→ SUPPLIED DATA
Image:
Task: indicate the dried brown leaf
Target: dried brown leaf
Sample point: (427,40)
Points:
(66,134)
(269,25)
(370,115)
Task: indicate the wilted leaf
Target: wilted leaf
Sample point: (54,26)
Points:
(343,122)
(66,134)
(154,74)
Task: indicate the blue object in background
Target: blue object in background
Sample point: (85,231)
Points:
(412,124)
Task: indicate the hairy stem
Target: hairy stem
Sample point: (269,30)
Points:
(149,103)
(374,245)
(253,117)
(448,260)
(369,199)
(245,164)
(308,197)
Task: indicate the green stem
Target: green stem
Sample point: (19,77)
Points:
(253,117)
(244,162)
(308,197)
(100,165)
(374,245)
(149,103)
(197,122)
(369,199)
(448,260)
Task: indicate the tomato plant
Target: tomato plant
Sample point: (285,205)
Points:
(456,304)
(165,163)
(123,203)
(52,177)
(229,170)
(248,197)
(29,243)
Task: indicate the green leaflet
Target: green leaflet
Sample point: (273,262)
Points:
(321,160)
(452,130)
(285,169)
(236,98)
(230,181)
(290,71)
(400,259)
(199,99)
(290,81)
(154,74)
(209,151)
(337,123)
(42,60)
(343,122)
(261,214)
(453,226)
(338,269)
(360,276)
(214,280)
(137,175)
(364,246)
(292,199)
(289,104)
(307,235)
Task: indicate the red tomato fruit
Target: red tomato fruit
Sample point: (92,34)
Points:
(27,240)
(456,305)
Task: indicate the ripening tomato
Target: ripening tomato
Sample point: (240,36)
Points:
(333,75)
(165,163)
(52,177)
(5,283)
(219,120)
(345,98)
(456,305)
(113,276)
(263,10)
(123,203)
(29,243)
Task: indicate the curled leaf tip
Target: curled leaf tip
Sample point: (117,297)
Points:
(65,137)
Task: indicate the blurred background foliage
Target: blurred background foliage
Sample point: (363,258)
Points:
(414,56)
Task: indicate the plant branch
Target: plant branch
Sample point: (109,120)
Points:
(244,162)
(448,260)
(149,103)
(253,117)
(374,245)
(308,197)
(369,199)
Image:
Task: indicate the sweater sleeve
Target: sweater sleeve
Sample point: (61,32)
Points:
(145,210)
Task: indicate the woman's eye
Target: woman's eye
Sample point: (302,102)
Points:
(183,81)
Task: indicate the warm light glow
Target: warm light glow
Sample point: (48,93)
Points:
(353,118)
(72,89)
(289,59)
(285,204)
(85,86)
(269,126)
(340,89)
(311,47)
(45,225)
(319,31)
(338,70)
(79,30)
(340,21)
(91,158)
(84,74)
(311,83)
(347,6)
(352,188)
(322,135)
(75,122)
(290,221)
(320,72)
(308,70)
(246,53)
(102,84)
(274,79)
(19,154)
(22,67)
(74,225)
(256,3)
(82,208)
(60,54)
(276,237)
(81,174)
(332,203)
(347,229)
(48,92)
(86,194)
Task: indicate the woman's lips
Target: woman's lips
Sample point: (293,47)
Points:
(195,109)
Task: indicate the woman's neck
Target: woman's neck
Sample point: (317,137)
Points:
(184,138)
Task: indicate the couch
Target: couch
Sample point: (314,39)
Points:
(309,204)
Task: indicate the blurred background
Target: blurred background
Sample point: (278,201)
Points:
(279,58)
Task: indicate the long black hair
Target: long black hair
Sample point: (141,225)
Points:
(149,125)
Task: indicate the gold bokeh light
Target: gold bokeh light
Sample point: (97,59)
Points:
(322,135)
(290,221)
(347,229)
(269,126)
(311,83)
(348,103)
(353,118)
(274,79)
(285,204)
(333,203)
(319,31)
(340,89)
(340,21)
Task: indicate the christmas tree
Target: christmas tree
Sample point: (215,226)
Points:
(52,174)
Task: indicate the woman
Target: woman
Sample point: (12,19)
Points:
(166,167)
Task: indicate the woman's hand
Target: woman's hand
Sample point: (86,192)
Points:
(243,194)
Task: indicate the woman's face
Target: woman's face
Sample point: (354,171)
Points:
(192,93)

→ PROBLEM DESCRIPTION
Once you find the line with "Target: blurred background foliage" in the entries above, output it and each line after it up to and including the line with "Target: christmas tree", and nothing else.

→ OUTPUT FOR THIS EXERCISE
Target: blurred background foliage
Sample point: (363,258)
Points:
(414,56)
Task: indicate the plant branch
Target: plant branch
Sample point: (109,120)
Points:
(244,162)
(448,260)
(149,103)
(253,117)
(374,245)
(308,197)
(369,199)
Image:
Task: indicate the sweater sleeve
Target: sweater sleeve
Sample point: (61,32)
Points:
(145,210)
Task: indicate the woman's eye
Target: woman's eye
Sample point: (302,102)
Points:
(183,81)
Task: indicate the warm light glow
Target: warm light glow
Sample point: (48,93)
Points:
(353,118)
(72,89)
(289,59)
(285,204)
(85,86)
(269,126)
(340,89)
(311,47)
(45,225)
(319,31)
(338,70)
(79,30)
(340,21)
(91,158)
(84,74)
(311,83)
(347,6)
(352,188)
(322,135)
(75,122)
(290,221)
(320,72)
(308,70)
(246,53)
(102,84)
(274,79)
(19,154)
(22,67)
(74,225)
(256,3)
(82,208)
(60,54)
(276,237)
(81,174)
(332,203)
(347,229)
(48,92)
(86,194)
Task: indicate the woman's lips
Target: woman's lips
Sample point: (293,47)
Points:
(195,109)
Task: indicate the woman's neck
Target: woman's neck
Sample point: (317,137)
Points:
(184,138)
Task: indicate the couch
Target: couch
Sample point: (314,39)
Points:
(309,204)
Task: indicate the blurred background
Target: blurred background
Sample point: (278,201)
Points:
(279,58)
Task: indicate the long black hair
Target: long black hair
Sample point: (141,225)
Points:
(149,125)
Task: indicate the gold bokeh light
Target: gold bokeh light
Sample point: (97,59)
Points:
(322,135)
(290,221)
(347,229)
(269,126)
(311,83)
(348,103)
(353,118)
(274,79)
(285,204)
(333,203)
(319,31)
(340,89)
(340,21)
Task: indicate the christmas tree
Target: christmas tree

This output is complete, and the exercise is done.